**Testo in esame:**
++++++++

Se si accedesse ad una lettura restrittiva della sentenza si arriverebbe alla conclusione di considerare ormai complessivamente travolto l’impianto del “Piano Casa”, almeno nella parte in cui prevede(va) il riconoscimento di bonus volumetrici a seguito degli interventi di demolizione e ricostruzione, previsti dall’art. 4 della legge regionale 30 luglio 2009 n. 14.
A mio parere, però, la posizione della Corte costituzionale non è questa. Le sue ragioni consentirebbero di continuare ad applicare le norme che, in effetti, non sono state abrogate dalla Corte.
Il presupposto che ha portato alla decisione della Consulta, infatti, è che la norma regionale giudicata incostituzionale fosse in contrasto con la legge statale e, in particolare, con l’art. 2-bis, comma 1-ter del Testo Unico dell’Edilizia, introdotta, nell’aprile 2019, dal cosiddetto “Decreto Sblocca-Cantieri” che, per un curioso fenomeno di eterogenesi dei fini, rischia in realtà di paralizzare molti cantieri!
Questa norma dispone che, in sede di demolizione e ricostruzione, si debba assicurare la coincidenza dell’area di sedime, dell’altezza massima e del volume dell’edificio ricostruito rispetto a quello demolito.

++++++++

**Dati di puntamento sulle regioni:**
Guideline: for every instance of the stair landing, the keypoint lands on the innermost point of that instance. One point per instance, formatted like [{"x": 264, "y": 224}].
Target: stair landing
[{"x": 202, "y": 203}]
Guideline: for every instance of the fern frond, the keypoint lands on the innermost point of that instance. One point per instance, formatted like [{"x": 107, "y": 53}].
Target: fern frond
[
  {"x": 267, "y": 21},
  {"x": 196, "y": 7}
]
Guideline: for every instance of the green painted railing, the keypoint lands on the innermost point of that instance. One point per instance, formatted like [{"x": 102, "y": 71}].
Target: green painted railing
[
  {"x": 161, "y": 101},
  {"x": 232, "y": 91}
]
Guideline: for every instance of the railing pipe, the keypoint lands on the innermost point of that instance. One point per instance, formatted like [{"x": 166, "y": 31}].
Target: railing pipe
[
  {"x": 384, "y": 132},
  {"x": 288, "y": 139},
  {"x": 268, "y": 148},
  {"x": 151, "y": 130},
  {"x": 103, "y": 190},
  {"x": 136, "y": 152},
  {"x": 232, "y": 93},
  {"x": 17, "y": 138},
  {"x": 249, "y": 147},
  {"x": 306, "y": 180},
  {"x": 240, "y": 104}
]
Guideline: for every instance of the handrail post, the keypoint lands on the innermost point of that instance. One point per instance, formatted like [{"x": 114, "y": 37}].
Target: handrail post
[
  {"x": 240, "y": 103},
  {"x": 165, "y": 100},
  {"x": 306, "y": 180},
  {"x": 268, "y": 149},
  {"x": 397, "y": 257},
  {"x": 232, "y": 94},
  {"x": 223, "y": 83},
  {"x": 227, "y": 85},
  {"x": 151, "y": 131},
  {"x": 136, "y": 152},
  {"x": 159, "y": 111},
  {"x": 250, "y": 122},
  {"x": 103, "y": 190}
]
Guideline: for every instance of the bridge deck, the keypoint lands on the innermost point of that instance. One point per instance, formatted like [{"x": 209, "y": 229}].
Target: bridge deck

++++++++

**Esercizi proposti:**
• 1. Traduci in inglese questa frase del testo sul Piano Casa: "Questa norma dispone che, in sede di demolizione e ricostruzione, si debba assicurare la coincidenza dell’area di sedime, dell’altezza massima e del volume dell’edificio ricostruito rispetto a quello demolito."
• 2. Riprendi il testo sul Piano Casa dopo la sua ultima frase e scrivine il seguito.

**Risultati per esercizio:**
• 1. This provision requires that, in demolition and reconstruction, the footprint, the maximum height, and the volume of the rebuilt building be made to coincide with those of the demolished building.

• 2.
Ebbene, una interpretazione sistematica di questa disposizione, in grado di conciliarsi con l’articolo in cui è collocata e con le altre disposizioni in materia tuttora vigenti e non censurate in sede costituzionale, può portare a ritenere che la stessa si applichi solo con riferimento alle distanze tra edifici, lasciando per il resto immutata la disciplina del cosiddetto “Piano Casa”.
In sostanza, la disposizione introdotta nel Testo Unico dell’Edilizia nell’aprile 2019, reputata dalla Corte costituzionale norma di principio in materia di governo del territorio (e pertanto non derogabile), andrebbe letta nel senso di ritenere che la coincidenza dell’area di sedime, del volume e dell’altezza massima dell’edificio ricostruito rispetto a quello demolito, sia richiesta unicamente nell’ipotesi in cui si vogliano mantenere le distanze legittimamente preesistenti, ancorché inferiori alle distanze fissate dagli strumenti urbanistici vigenti e dal DM 1444/68.
Diversamente, tale coincidenza (volume, sedime, altezza) non è richiesta ove l’edificio ricostruito rispetti le distanze prescritte dagli strumenti urbanistici e dal decreto ministeriale del 1968.
Tale interpretazione consentirebbe di continuare a dare un senso alle norme vigenti, in tutta Italia, riguardanti il “Piano Casa”.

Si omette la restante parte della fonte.